Start of RECORDS FOR THIS TASK

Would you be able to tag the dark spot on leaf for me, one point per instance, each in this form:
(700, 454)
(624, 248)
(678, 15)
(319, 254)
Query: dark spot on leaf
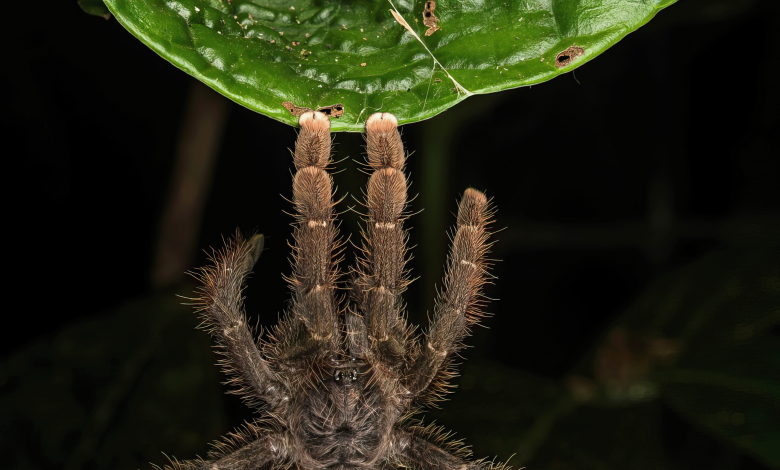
(568, 56)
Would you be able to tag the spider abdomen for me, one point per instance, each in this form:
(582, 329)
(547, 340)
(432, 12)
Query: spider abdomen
(342, 423)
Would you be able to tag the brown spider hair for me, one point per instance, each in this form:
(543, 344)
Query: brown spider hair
(337, 380)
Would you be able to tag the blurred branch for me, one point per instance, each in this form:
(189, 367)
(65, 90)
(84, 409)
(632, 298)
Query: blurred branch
(196, 153)
(739, 230)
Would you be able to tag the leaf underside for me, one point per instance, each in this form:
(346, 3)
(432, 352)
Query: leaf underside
(316, 53)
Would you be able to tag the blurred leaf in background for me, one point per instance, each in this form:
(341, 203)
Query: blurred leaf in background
(141, 372)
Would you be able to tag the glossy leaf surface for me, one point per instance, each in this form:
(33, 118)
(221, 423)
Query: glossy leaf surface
(313, 53)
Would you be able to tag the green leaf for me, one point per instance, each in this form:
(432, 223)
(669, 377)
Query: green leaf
(95, 7)
(261, 53)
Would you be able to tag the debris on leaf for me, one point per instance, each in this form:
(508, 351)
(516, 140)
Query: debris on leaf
(568, 56)
(334, 110)
(429, 18)
(296, 111)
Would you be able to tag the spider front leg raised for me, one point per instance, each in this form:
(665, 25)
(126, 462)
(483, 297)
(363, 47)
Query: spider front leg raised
(221, 308)
(381, 271)
(313, 325)
(459, 303)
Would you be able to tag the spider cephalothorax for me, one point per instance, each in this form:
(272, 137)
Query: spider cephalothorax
(335, 385)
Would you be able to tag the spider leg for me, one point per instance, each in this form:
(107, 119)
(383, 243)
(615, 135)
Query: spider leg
(459, 303)
(264, 452)
(413, 451)
(313, 318)
(381, 275)
(221, 307)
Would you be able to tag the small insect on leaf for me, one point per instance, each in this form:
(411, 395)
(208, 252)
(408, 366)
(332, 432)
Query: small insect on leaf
(568, 56)
(296, 111)
(429, 18)
(334, 110)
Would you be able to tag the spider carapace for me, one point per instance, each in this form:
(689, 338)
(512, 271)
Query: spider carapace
(336, 383)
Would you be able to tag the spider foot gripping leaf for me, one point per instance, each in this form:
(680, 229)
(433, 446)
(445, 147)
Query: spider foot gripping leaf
(335, 385)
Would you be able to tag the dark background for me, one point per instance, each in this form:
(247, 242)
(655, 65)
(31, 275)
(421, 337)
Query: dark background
(657, 158)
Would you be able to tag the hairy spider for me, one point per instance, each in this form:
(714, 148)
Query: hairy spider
(336, 387)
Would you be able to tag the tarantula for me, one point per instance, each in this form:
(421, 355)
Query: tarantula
(335, 386)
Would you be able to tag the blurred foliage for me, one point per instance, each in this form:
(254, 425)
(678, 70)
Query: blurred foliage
(107, 392)
(261, 53)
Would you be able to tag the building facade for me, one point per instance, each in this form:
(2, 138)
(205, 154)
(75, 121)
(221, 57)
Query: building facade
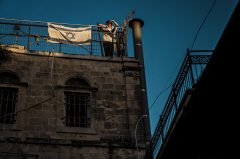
(70, 106)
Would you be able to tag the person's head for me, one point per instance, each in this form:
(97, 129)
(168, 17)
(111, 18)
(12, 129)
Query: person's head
(109, 23)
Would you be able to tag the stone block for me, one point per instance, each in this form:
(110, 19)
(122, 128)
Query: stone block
(35, 121)
(39, 128)
(134, 104)
(30, 99)
(37, 93)
(105, 138)
(67, 156)
(121, 98)
(47, 93)
(31, 113)
(101, 92)
(47, 107)
(119, 111)
(48, 128)
(133, 86)
(33, 134)
(43, 114)
(24, 68)
(52, 122)
(100, 79)
(42, 75)
(109, 80)
(29, 128)
(47, 155)
(101, 117)
(107, 86)
(100, 110)
(120, 87)
(37, 81)
(132, 80)
(36, 87)
(45, 135)
(107, 125)
(107, 97)
(116, 92)
(133, 98)
(131, 64)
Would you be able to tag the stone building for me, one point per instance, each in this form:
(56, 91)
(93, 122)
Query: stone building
(81, 108)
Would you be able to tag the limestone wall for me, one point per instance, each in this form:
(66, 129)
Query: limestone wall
(115, 102)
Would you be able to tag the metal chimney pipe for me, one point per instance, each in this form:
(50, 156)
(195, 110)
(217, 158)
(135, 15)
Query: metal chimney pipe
(136, 25)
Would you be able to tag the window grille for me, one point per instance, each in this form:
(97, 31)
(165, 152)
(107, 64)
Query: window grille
(77, 82)
(77, 109)
(8, 105)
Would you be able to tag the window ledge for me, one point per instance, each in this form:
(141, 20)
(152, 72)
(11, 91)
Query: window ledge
(93, 89)
(24, 84)
(75, 130)
(13, 127)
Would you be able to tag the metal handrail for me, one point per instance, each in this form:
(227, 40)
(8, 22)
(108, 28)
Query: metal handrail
(27, 34)
(188, 76)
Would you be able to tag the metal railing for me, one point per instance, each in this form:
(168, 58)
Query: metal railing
(190, 71)
(33, 36)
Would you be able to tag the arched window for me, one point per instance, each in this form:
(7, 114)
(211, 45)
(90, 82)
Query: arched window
(77, 82)
(77, 105)
(8, 99)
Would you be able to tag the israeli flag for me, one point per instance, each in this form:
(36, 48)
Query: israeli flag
(67, 35)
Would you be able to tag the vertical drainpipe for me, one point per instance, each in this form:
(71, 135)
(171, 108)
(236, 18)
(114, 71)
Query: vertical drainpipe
(136, 25)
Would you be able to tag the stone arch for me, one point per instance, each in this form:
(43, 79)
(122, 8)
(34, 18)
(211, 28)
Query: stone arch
(18, 73)
(80, 75)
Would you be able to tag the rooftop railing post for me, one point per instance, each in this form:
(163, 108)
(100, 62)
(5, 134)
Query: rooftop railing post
(136, 25)
(28, 37)
(190, 65)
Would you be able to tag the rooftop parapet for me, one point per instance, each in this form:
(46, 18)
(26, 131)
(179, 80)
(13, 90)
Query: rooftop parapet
(34, 35)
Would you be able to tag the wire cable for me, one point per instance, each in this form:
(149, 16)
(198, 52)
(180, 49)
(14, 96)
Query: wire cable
(203, 23)
(166, 84)
(145, 115)
(26, 108)
(51, 71)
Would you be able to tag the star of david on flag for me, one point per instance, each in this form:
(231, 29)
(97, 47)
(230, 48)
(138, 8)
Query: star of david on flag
(67, 35)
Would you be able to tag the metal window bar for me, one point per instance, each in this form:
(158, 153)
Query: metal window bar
(77, 106)
(8, 105)
(186, 78)
(33, 36)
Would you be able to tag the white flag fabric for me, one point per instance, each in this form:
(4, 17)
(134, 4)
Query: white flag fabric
(67, 35)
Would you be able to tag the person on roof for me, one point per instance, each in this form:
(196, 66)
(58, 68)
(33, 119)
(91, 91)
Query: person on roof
(109, 37)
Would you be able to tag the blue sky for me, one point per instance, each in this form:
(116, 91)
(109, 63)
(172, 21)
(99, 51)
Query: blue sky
(170, 27)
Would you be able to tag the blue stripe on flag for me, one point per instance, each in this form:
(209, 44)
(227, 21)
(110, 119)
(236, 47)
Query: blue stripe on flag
(63, 29)
(69, 42)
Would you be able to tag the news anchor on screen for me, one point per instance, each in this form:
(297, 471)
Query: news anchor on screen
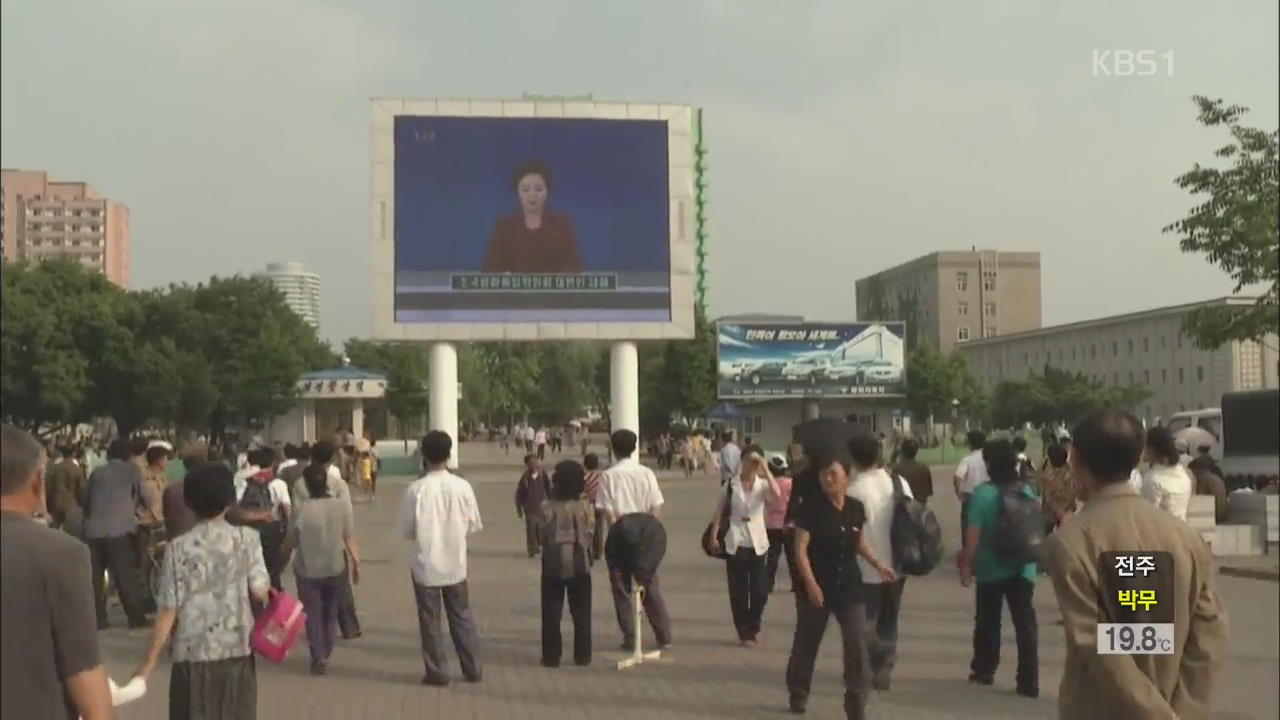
(533, 238)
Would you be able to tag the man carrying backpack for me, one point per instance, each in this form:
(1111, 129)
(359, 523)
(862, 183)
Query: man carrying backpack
(873, 487)
(263, 502)
(1001, 541)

End of RECORDS FOR THIS TASK

EXERCISE DESCRIPTION → Can you repeat every one of the records above word for word, leaving out the pictures?

RESPONSE TO THE TASK →
Would you be able to tag the dark spot on leaf for me, one point per instance, each in this form:
(700, 454)
(624, 248)
(678, 15)
(319, 254)
Query: dark spot on leaf
(568, 56)
Would you be able to tag the spider abdomen for me, one point per instance, each in this form:
(582, 329)
(547, 340)
(432, 12)
Query: spider abdomen
(342, 423)
Would you be able to tag the brown spider hair for me, one point per instance, each in this form:
(543, 344)
Query: brown spider hair
(337, 380)
Would you be able to tag the blurred branch for me, one point per instance, each in this form:
(189, 367)
(65, 90)
(84, 409)
(632, 298)
Query: blurred branch
(196, 153)
(739, 230)
Would you be able to tag the leaf underside for me, one point per instance, each in this form:
(346, 3)
(432, 352)
Query: leaf underside
(316, 53)
Would you be able to tag the blurred leaf in background for me, one point per instance, each in this form:
(341, 203)
Query: blurred leaf in background
(141, 372)
Would you be able to tag the glossy leaf surface for me, one point per instance, each in this form:
(33, 118)
(221, 423)
Query: glossy leaf surface
(313, 53)
Would you be able to tag the green leaf for me, one point per instance, each in this form:
(432, 223)
(669, 377)
Query: green leaf
(95, 7)
(261, 53)
Would you be able to tag the debris on leaf for me, one point per instance, each in this form:
(508, 351)
(516, 140)
Query: debris on leaf
(568, 56)
(334, 110)
(429, 18)
(296, 111)
Would you be able to tag the spider front leg raised for me, one point per instance, each in this form:
(665, 25)
(126, 462)
(483, 297)
(363, 47)
Query: spider front leg raised
(221, 308)
(381, 271)
(313, 325)
(459, 303)
Would you be able to tag the spider cephalothorax for me, one point per instance, each in this form:
(272, 137)
Query: spider cephalothorax
(335, 385)
Would you be able to tag the spider leg for me, one point per instance, each in this form:
(107, 119)
(383, 243)
(615, 135)
Query: spider leg
(459, 303)
(264, 452)
(413, 451)
(313, 318)
(381, 275)
(221, 307)
Would you be able to tag the small insect on leaf for me, one point per instance, each in this form:
(411, 395)
(208, 252)
(408, 366)
(332, 432)
Query: small insect on leaf
(568, 56)
(296, 111)
(429, 18)
(334, 110)
Would you be able to tag the spider carapace for me, one point per instance, each in this form:
(689, 338)
(512, 271)
Query: spider carapace
(336, 383)
Would you be able to tag the spider foot gripping leaf for me, one point per instance, each in this form:
(680, 229)
(433, 446)
(445, 147)
Query: spider foot gripping leaf
(335, 385)
Would you be able to tag the dark background for me, one point per instance, each in this form:
(247, 242)
(655, 65)
(31, 275)
(421, 337)
Query: dark background
(657, 158)
Would you be able to tag the hairy spider for me, one point per instance, each in this form:
(714, 148)
Query: hairy spider
(336, 387)
Would you be able to tag the tarantula for me, one point per instance, each in this form:
(421, 355)
Query: tarantula
(335, 386)
Would you be able to tag the blurred foliage for me, one point per instance, each in this form:
(254, 425)
(678, 70)
Query: blurred foliage
(107, 392)
(261, 53)
Would you be able to tag the building facade for me, one point per instance, each in this form:
(2, 138)
(205, 154)
(75, 121)
(221, 57)
Query: building facade
(70, 106)
Would you be able to tag the person's head for me, one point per instance, each in this form:
(97, 129)
(168, 17)
(111, 18)
(12, 129)
Query: person's head
(109, 23)
Would you be able to tag the stone block for me, one point per instance, each in this form:
(110, 19)
(122, 128)
Query: stone block
(35, 121)
(39, 128)
(134, 104)
(30, 99)
(37, 93)
(105, 138)
(67, 156)
(121, 98)
(47, 93)
(31, 113)
(101, 92)
(47, 107)
(119, 111)
(48, 128)
(133, 86)
(33, 134)
(43, 114)
(24, 68)
(52, 122)
(100, 79)
(42, 75)
(109, 80)
(29, 128)
(47, 155)
(101, 117)
(107, 86)
(100, 110)
(120, 87)
(37, 81)
(132, 80)
(36, 87)
(45, 135)
(107, 125)
(107, 97)
(116, 92)
(133, 98)
(131, 64)
Would you be able to tag the stone building for me, one point per instance, each in this form:
(56, 91)
(93, 122)
Query: stone building
(81, 108)
Would you be able to tag the limestone wall for me, one point per instance, each in this form:
(66, 129)
Query: limestone wall
(115, 102)
Would you be able to tag the metal chimney pipe for me, one point per instance, each in this form:
(50, 156)
(195, 110)
(217, 158)
(135, 15)
Query: metal chimney pipe
(136, 25)
Would you be able to tag the window grille for me, one point per instance, each in this form:
(97, 31)
(165, 152)
(107, 64)
Query: window grille
(77, 82)
(77, 109)
(8, 105)
Would you be able to tag the window ledge for me, one point per instance, each in this form:
(141, 20)
(152, 72)
(11, 91)
Query: window ledge
(93, 89)
(24, 84)
(75, 130)
(13, 127)
Would you be able to tag the metal handrail for me, one point per instance, each in this form:
(227, 40)
(8, 22)
(108, 28)
Query: metal handrail
(27, 34)
(188, 76)
Would you be able to tag the metal railing for me, one point per instance, each in this form:
(168, 58)
Query: metal railing
(190, 71)
(33, 36)
Would you be able to tag the arched window for me, one point per instance, each in this form:
(7, 114)
(211, 45)
(90, 82)
Query: arched window
(77, 82)
(77, 105)
(8, 99)
Would you be able to tag the israeli flag for me, one point per instance, each in this form:
(36, 48)
Query: israeli flag
(67, 35)
Would you be able to tag the vertical drainpipe for me, one point per instance, each in this form:
(71, 135)
(171, 108)
(236, 18)
(114, 71)
Query: vertical drainpipe
(136, 25)
Would you be able to tag the stone arch for me, one point per instance, each in this form:
(43, 79)
(122, 8)
(34, 18)
(211, 28)
Query: stone arch
(18, 73)
(80, 75)
Would you be able to tag the rooftop railing post for me, one point per instance, each in this form:
(163, 108)
(100, 62)
(5, 134)
Query: rooftop railing post
(136, 25)
(28, 37)
(190, 65)
Would you be able to tag the rooftop parapet for me, one point per instance, each in this form:
(46, 18)
(26, 131)
(179, 80)
(13, 90)
Query: rooftop parapet
(34, 35)
Would you be able to tag the wire cable for me, one point per instance, each in this form:
(149, 16)
(198, 52)
(180, 49)
(14, 96)
Query: wire cable
(203, 23)
(166, 84)
(145, 115)
(26, 108)
(51, 71)
Would you be able to tag the star of david on flag for me, one point per instance, each in this form:
(231, 29)
(97, 47)
(230, 48)
(138, 8)
Query: star of david on flag
(67, 35)
Would you be able to tag the metal window bar for me, one point per instance, each in this form:
(158, 153)
Query: metal window bar
(77, 106)
(8, 105)
(186, 78)
(33, 36)
Would you be able to tag the white flag fabric for me, one point per instance, each in this form:
(4, 17)
(134, 4)
Query: white flag fabric
(67, 35)
Would you be able to tag the person on roof for me, one point per instance, each in this form:
(196, 66)
(58, 68)
(33, 119)
(91, 91)
Query: person on roof
(109, 37)
Would you be able to tag the blue sky for me, one point per instance, each in this form:
(116, 91)
(109, 63)
(172, 21)
(99, 51)
Query: blue sky
(170, 27)
Would you be able to tag the blue stripe on flag for me, one point per instance, each in this form:
(209, 44)
(227, 21)
(110, 119)
(236, 47)
Query: blue stripe on flag
(63, 29)
(69, 42)
Would you be able to tag the news anchor on screen for me, one point per instance, each in this form:
(297, 471)
Query: news anchor on screen
(533, 238)
Would you be able to tag the man carrying backpack for me, one point per instance, each in this form:
(1111, 129)
(359, 523)
(862, 183)
Query: man carrying backpack
(873, 487)
(263, 502)
(1001, 541)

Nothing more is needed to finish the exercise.